• [Excerpted data]
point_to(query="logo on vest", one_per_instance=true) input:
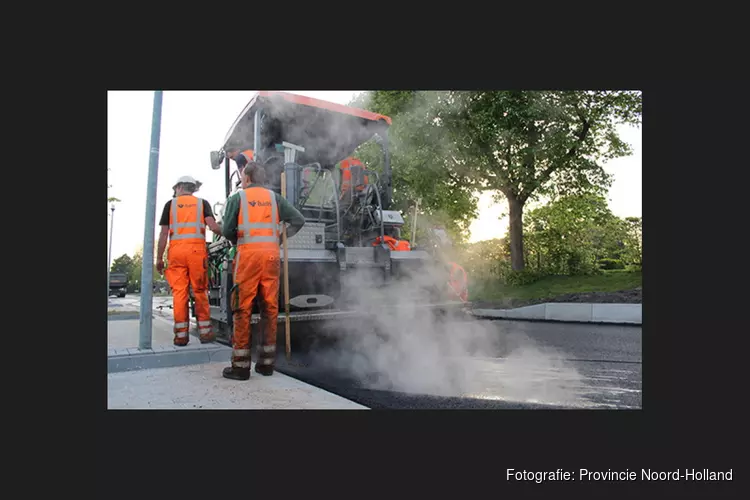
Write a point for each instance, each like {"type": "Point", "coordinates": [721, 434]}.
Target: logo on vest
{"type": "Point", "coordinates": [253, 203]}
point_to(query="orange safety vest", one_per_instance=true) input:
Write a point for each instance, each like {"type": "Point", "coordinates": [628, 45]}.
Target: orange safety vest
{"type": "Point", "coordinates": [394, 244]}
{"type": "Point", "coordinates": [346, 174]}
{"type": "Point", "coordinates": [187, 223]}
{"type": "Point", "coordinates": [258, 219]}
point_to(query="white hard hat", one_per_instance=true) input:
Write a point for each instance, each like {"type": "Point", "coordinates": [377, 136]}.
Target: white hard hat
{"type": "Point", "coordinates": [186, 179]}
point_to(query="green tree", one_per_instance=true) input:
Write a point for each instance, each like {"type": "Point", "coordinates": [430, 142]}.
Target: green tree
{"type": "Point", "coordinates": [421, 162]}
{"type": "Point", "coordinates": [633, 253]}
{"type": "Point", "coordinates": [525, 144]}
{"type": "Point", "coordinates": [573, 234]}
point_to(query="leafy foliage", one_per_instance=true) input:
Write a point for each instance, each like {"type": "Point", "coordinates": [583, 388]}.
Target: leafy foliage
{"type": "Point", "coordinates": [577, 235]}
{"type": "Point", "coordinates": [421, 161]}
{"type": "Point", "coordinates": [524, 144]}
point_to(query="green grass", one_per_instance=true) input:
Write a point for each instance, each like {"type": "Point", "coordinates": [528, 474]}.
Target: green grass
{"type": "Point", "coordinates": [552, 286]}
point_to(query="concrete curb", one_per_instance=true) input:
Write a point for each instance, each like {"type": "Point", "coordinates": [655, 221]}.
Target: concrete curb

==

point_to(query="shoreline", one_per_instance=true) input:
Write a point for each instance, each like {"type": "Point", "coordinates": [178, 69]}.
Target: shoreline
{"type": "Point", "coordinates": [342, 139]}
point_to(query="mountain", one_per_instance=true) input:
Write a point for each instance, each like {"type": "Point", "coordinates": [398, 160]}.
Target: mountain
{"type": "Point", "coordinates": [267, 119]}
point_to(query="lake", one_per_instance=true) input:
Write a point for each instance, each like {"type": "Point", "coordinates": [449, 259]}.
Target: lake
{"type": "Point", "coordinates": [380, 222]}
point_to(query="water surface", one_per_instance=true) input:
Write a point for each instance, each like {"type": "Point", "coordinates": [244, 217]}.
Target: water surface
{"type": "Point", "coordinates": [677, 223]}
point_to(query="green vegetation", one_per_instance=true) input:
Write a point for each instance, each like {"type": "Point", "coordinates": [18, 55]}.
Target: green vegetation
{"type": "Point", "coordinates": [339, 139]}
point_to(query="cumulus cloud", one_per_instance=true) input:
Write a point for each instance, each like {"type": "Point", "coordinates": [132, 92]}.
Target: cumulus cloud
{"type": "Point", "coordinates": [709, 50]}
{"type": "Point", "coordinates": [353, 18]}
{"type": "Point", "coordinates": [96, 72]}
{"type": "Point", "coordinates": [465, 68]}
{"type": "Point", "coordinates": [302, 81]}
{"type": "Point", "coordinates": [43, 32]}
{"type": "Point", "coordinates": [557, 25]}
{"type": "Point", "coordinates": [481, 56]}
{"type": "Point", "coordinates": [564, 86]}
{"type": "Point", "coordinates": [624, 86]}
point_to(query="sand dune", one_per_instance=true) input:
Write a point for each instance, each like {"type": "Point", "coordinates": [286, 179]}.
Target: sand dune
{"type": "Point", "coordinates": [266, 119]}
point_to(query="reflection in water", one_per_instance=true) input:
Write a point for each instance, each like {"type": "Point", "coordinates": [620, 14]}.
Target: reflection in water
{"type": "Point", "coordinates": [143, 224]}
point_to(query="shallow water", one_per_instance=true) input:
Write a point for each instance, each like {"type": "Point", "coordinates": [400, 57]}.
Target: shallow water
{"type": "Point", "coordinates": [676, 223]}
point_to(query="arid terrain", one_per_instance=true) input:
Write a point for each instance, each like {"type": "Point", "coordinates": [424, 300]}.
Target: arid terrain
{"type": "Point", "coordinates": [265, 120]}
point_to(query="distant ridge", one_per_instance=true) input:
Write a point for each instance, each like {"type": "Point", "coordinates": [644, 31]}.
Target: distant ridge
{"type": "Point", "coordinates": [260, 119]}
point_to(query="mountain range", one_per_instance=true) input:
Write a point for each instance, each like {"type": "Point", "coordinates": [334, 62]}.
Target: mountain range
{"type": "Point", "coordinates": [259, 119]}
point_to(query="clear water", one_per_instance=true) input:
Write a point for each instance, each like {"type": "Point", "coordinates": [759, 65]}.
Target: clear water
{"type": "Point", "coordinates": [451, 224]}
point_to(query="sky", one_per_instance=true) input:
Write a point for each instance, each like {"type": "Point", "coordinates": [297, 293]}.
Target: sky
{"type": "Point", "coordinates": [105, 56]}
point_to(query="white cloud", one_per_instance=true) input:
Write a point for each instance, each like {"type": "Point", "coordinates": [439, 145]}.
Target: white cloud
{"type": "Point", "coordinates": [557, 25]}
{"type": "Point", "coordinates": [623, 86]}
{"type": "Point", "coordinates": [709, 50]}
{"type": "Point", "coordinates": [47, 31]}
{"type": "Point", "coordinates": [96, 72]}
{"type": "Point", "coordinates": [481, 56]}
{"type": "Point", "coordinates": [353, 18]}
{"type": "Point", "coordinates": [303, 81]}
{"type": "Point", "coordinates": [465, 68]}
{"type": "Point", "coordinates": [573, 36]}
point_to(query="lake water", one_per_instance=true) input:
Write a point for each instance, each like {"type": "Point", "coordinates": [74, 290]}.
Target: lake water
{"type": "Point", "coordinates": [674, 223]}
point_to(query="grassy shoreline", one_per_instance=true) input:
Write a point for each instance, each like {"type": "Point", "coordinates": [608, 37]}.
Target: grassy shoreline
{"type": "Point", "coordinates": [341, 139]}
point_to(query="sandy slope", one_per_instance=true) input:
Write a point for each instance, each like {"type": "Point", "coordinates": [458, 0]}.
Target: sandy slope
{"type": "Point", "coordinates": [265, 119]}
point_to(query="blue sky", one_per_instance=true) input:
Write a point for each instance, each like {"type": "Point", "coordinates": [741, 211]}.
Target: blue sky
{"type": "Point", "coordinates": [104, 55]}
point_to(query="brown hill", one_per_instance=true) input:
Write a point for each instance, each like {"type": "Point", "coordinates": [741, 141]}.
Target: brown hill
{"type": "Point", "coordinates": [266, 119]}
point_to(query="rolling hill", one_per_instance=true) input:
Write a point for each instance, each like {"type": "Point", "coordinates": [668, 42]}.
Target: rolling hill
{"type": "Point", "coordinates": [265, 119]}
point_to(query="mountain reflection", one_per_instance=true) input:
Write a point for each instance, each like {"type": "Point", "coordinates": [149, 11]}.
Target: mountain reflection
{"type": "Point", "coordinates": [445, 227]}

• [What you will do] Please select every line of the entries above that contains the word "shallow", matching its case exactly.

• [Response]
point_to(query="shallow water", one_per_instance=true) input:
Target: shallow water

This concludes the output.